Melancholia is a condition in which the subject identifies with the loved object that is now missing, precisely as a way to keep that object alive. “The narcissistic identification with the object,” says Freud, “…becomes a substitute for the erotic cathexis, the result of which is that in spite of the conflict with the loved person the love relationship need not be given up” (249). This point makes Freud’s theory of melancholia particularly important for theorizing nostalgia (as opposed to anti-nostalgia) because it shows 1) that one’s psychic relationship to the past can, and sometimes does, involve the keeping alive of an object that is, empirically, gone, and 2) that the lost object is kept alive precisely through incorporation by an individual ego—it is as though the lost past becomes re-embodied through a living person.

### [Tasks to carry out]
1 > In the passage on melancholia, translate this sentence into Spanish: "Melancholia is a condition in which the subject identifies with the loved object that is now missing, precisely as a way to keep that object alive."
2 > Quote everything in the passage on melancholia from "Melancholia is a" down to "a living person.".

### [Information supplied]
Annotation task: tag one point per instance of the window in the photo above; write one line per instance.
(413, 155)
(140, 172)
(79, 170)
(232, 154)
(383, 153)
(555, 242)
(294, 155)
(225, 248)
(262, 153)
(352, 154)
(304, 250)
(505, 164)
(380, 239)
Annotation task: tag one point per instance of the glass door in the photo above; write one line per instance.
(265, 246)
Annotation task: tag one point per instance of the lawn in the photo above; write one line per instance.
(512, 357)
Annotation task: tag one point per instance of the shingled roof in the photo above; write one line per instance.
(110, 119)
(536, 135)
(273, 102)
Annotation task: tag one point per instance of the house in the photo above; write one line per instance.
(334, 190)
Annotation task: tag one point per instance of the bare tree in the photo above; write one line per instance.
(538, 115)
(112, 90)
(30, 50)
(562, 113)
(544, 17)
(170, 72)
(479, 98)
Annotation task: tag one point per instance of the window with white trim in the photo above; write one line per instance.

### [Solution list]
1 > La melancolía es una condición en la que el sujeto se identifica con el objeto amado que ahora falta, precisamente como una manera de mantener vivo ese objeto.

2 >
Melancholia is a condition in which the subject identifies with the loved object that is now missing, precisely as a way to keep that object alive. “The narcissistic identification with the object,” says Freud, “…becomes a substitute for the erotic cathexis, the result of which is that in spite of the conflict with the loved person the love relationship need not be given up” (249). This point makes Freud’s theory of melancholia particularly important for theorizing nostalgia (as opposed to anti-nostalgia) because it shows 1) that one’s psychic relationship to the past can, and sometimes does, involve the keeping alive of an object that is, empirically, gone, and 2) that the lost object is kept alive precisely through incorporation by an individual ego—it is as though the lost past becomes re-embodied through a living person.